• **Direction A**
Retype the passage of the AI research guide from "- Select methods: interviews, observations, and" to "do you trust?".
• **Direction B**
Summarize the AI research guide in two sentences.
• **Direction C**
List the labels that open each line under "Interview and test scripts" in the AI research guide.

• **Text extract**
::::::::

2) Sales call summarizer
Goal: Turn call transcripts into CRM-ready notes with action items.
- Research questions: Which summary sections are valuable? What mistakes break trust (e.g., hallucinated pricing)?
- Method: Prompt co-design with reps, then red-team with tricky jargon and accents.
- Data/ethics: Consent for recording; filter PII; regional compliance considerations.
- Quality bar: 90% accurate action items; zero invented discounts; clear timestamp citations for key claims.
- Outcome: UX includes citation links to transcript segments and a mandatory confirmation step before saving.
3) Coding assistant for internal tools
Goal: Help engineers write boilerplate and fix common errors.
- Research questions: Where does it help most—generating tests, refactoring, or explaining errors?
- Method: Diary study + pair sessions to observe failures and recovery.
- Data/ethics: No sharing of proprietary code externally; strong on-device or private model constraints.
- Quality bar: 80% tasks completed faster by 20%+; zero code suggestions that violate security lint rules.
- Outcome: Guardrails to block insecure patterns; inline explanations with references to docs.
Step-by-step plan
- Define the job-to-be-done: outcome, user, and constraints.
- Map the workflow: inputs, decision points, and failure impact.
- Select methods: interviews, observations, and a low-fidelity AI simulation.
- Create an evaluation rubric: what does acceptable quality look like and how to measure it.
- Run sessions, iterate prompts/UX, and log failure modes and mitigations.
Templates to copy
Rubric fields: scenario, desired outcome, unacceptable errors, acceptable errors, evidence/citations, confidence display, time-to-correct, final rating (1-5).
Session log: user role, task, prompt/inputs, output, user edits, time saved, issues spotted, suggestions.
Interview and test scripts
- Warm-up: Walk me through the last time you did [task]. What made it hard?
- Inputs: What information do you look at? Which sources do you trust?
- Quality: Show me an example of a "good" result. Why is it good?
- Risk: What mistake would be annoying? Which mistake would be unacceptable?
- Controls: How would you want to review or edit an AI suggestion?
- Signals: What would help you trust or distrust an output?
Consent and safe prompting notes
- Obtain permission to view or use any real data; redact sensitive info.
- Tell participants the system may be imperfect; ask them to speak aloud about doubts.
- Stop if sensitive data appears; replace with realistic placeholders.
Data, safety, and evaluation checklist
- Data sources identified and documented (availability, freshness, sensitivity)
- Consent and redaction process defined
- Evaluation rubric agreed with users and stakeholders
- High-impact failure modes listed with mitigations
- Human-in-the-loop steps defined (when, who, how)
- Logging plan for errors, user edits, and feedback
- Success metrics tied to workflow outcomes (time saved, quality, adoption)
Exercises
Exercise 1: Draft a lean AI research plan
Pick a task your users do weekly. Write a one-page plan covering the job-to-be-done, risks, methods, participants, and evaluation rubric.

::::::::

• **Source material**
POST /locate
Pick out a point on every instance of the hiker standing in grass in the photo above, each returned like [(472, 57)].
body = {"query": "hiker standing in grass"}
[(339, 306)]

::::::::

• **Expected output A**
- Select methods: interviews, observations, and a low-fidelity AI simulation.
- Create an evaluation rubric: what does acceptable quality look like and how to measure it.
- Run sessions, iterate prompts/UX, and log failure modes and mitigations.
Templates to copy
Rubric fields: scenario, desired outcome, unacceptable errors, acceptable errors, evidence/citations, confidence display, time-to-correct, final rating (1-5).
Session log: user role, task, prompt/inputs, output, user edits, time saved, issues spotted, suggestions.
Interview and test scripts
- Warm-up: Walk me through the last time you did [task]. What made it hard?
- Inputs: What information do you look at? Which sources do you trust?

• **Expected output B**
The AI research guide presents two example projects, a sales call summarizer that turns call transcripts into CRM-ready notes and a coding assistant that helps engineers write boilerplate and fix common errors. For each one it gives research questions, methods, data and ethics rules, a quality bar, and outcomes, and it then provides a step-by-step plan, templates, interview scripts, consent notes, a data, safety, and evaluation checklist, and an exercise for drafting a lean AI research plan.

• **Expected output C**
Warm-up
Inputs
Quality
Risk
Controls
Signals